Data in this exercise
================

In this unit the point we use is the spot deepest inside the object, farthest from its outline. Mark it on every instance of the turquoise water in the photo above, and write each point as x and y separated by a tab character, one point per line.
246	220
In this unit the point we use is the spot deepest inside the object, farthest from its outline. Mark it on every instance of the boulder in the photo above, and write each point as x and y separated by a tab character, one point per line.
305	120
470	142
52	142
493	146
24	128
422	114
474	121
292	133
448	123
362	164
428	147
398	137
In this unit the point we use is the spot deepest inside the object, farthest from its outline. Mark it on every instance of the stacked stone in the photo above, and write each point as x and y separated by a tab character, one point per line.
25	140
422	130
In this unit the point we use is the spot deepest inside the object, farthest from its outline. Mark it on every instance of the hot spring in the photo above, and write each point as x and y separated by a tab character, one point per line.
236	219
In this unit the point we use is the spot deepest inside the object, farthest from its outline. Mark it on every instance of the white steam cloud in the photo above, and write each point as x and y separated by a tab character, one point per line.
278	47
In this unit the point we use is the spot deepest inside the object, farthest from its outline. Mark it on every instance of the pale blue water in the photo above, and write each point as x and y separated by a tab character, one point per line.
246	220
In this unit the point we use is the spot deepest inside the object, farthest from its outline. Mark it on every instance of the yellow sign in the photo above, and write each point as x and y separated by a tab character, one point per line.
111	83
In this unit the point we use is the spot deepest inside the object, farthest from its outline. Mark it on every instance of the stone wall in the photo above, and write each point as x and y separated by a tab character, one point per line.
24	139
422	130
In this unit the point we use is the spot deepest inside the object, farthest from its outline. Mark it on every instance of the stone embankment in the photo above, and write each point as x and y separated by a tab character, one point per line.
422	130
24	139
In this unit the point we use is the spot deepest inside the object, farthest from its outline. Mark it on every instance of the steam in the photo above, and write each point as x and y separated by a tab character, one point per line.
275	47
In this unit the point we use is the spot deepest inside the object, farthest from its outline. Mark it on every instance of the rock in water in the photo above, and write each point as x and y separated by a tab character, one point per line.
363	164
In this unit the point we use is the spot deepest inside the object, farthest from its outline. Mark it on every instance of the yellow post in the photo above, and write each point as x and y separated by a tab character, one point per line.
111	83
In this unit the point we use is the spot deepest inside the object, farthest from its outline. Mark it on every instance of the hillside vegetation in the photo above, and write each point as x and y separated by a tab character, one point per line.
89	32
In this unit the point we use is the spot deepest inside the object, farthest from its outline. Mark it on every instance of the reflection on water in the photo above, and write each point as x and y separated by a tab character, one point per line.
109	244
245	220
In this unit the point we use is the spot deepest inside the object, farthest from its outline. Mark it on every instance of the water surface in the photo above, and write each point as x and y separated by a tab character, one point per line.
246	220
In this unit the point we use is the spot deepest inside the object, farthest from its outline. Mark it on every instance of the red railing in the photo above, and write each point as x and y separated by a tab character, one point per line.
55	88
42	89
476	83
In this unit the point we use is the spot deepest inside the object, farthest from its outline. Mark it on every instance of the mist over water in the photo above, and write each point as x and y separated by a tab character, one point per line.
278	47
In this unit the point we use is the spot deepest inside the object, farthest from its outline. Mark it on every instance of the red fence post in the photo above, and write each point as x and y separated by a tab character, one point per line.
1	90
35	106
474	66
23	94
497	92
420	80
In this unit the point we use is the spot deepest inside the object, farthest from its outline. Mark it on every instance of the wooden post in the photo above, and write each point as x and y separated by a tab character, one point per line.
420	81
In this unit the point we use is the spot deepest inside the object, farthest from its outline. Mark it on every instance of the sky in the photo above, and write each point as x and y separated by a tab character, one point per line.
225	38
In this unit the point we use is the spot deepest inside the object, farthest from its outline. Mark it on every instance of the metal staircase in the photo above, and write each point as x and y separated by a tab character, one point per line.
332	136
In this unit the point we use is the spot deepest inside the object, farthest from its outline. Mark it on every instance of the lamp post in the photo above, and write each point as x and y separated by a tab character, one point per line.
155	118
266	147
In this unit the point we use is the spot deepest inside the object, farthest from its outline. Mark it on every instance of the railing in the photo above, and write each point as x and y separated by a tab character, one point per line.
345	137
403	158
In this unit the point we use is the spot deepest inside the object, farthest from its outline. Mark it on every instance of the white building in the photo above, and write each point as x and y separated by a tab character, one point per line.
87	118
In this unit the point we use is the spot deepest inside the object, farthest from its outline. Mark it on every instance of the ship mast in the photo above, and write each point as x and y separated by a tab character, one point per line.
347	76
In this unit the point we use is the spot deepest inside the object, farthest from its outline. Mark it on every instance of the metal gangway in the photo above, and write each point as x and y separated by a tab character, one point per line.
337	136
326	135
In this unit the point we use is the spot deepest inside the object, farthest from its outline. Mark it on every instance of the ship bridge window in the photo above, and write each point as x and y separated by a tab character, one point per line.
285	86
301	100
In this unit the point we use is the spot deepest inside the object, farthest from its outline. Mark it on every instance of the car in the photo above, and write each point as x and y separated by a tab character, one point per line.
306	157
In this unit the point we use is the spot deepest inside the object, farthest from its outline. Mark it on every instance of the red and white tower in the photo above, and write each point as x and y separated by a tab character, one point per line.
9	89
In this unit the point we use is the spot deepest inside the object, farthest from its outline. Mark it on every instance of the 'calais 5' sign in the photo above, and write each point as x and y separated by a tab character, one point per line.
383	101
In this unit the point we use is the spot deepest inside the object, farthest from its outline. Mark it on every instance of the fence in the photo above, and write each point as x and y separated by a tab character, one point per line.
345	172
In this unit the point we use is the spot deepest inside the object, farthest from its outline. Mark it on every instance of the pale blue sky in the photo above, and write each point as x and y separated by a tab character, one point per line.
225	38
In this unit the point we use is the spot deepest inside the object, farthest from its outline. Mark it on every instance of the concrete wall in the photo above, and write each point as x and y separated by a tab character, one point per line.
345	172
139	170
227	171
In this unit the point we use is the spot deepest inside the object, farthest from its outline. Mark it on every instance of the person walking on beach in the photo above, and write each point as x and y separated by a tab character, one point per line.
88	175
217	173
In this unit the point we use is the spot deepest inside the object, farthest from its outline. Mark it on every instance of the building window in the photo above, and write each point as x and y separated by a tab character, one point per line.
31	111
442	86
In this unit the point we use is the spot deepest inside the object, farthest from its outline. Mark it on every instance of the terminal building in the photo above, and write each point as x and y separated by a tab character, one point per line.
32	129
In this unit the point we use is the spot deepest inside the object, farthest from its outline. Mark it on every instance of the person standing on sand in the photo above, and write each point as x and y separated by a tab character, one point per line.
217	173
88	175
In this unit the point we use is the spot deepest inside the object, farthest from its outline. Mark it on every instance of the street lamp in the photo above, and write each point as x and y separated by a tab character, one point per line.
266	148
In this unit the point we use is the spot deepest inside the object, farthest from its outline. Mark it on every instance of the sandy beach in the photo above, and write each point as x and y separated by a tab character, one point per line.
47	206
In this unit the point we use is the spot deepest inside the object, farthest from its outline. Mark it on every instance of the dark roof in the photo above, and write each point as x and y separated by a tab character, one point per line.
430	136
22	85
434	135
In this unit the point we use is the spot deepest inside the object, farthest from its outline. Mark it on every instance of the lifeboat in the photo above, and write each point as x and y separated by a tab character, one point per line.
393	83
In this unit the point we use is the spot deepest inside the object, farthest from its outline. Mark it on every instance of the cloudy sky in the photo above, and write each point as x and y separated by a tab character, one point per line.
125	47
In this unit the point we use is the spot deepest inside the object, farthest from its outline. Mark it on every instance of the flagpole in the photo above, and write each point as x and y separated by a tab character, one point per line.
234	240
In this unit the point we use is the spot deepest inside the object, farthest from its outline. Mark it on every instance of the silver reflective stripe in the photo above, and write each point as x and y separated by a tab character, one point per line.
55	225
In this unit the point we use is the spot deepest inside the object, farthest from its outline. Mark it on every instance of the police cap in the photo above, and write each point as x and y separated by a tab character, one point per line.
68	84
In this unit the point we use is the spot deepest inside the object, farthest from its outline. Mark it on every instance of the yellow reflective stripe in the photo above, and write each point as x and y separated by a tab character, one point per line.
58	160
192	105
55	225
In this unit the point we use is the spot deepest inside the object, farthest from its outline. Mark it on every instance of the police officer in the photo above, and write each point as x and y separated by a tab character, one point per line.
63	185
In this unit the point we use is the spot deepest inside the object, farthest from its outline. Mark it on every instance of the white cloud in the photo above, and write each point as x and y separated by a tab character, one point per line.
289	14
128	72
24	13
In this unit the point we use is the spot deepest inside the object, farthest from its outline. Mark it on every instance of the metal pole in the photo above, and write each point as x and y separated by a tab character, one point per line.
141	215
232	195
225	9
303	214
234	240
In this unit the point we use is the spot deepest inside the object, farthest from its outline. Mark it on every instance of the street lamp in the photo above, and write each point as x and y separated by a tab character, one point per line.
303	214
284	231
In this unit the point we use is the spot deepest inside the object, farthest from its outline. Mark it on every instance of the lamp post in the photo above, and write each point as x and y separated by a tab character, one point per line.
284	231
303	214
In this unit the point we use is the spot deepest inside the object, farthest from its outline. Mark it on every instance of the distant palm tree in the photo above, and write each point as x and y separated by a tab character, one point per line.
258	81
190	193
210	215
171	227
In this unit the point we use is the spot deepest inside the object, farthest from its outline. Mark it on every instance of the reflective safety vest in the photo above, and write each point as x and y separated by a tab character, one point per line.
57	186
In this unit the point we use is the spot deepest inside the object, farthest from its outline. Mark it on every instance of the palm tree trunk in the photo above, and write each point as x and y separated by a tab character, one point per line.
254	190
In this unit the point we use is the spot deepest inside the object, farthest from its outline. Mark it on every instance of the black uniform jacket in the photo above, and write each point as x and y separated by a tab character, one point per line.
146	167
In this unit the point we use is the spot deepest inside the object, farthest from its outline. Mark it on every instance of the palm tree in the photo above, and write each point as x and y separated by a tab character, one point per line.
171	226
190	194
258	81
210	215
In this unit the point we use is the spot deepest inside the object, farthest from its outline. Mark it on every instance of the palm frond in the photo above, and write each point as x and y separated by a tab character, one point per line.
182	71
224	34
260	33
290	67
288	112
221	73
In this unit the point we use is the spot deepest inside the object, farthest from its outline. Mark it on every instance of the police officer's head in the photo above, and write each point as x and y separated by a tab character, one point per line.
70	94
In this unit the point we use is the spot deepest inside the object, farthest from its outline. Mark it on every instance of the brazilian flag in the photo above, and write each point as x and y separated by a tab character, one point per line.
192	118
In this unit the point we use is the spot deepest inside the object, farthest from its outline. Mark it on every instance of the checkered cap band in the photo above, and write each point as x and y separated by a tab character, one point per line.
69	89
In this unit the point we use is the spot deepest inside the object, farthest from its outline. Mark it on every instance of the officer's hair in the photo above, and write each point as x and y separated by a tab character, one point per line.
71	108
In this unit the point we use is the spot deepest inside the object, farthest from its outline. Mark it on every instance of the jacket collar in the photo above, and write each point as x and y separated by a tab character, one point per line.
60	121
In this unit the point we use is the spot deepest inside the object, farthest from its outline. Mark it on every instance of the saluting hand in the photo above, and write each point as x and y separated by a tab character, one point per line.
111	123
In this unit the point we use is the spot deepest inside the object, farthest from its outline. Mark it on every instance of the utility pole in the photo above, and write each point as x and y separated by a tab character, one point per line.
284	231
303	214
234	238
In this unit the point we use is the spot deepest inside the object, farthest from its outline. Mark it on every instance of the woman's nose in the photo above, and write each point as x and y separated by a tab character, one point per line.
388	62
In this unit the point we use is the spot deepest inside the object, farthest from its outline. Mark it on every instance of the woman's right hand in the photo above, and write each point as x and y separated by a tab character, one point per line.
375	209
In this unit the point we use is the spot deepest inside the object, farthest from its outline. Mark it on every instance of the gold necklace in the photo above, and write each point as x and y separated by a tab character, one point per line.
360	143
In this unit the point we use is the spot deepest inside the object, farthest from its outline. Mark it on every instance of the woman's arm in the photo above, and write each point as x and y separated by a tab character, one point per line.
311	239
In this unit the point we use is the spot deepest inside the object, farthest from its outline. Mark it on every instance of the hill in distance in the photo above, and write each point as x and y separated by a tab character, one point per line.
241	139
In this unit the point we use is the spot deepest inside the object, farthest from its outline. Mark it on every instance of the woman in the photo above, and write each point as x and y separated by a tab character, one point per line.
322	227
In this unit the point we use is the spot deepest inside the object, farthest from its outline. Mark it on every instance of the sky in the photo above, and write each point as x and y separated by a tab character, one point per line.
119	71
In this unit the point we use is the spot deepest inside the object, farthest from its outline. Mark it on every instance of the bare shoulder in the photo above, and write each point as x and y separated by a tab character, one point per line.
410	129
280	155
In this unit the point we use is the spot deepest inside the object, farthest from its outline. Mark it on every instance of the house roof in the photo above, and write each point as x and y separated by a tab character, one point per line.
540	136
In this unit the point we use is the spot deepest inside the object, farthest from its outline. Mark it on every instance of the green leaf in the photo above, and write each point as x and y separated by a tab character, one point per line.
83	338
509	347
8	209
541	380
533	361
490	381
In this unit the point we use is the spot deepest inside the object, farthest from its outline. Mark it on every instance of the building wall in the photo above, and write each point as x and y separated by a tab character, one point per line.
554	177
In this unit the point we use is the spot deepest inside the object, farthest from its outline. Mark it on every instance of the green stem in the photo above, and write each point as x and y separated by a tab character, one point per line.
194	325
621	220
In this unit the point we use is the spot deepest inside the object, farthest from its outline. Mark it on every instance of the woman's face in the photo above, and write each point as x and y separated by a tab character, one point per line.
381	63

================

Nothing but the lines from the one holding "of the house" through the last line of the data may be output, and each must match exactly.

In this unit the point we use is the spot deepest inside the object, farthest from its outline. Mark it on every instance of the house roof in the photo above, and write each point as x and y separated by a tab character, one point per line.
540	136
In this unit the point we use is the spot deepest inside the object, farthest from its outline. Mark it on every instance of the green leaf in the photo above, and write each point as x and y separated by a tab character, one point per line.
83	338
509	347
8	209
541	380
533	361
490	381
In this unit the point we use is the spot deepest inside the object, farthest from its outline. Mark it on every instance of the building wall in the photo above, and write each point as x and y separated by a tab character, one point per line.
554	177
In this unit the point we use is the spot deepest inside the object, farthest from its outline. Mark it on every instance of the green stem in the photo above, and write each point as x and y separated by a tab character, one point per line.
194	325
621	220
In this unit the point we use is the spot deepest inside the object, farthest from its outline. Mark it on every instance of the woman's face in the photo above, and write each point as x and y separated by a tab character, one point per line.
381	63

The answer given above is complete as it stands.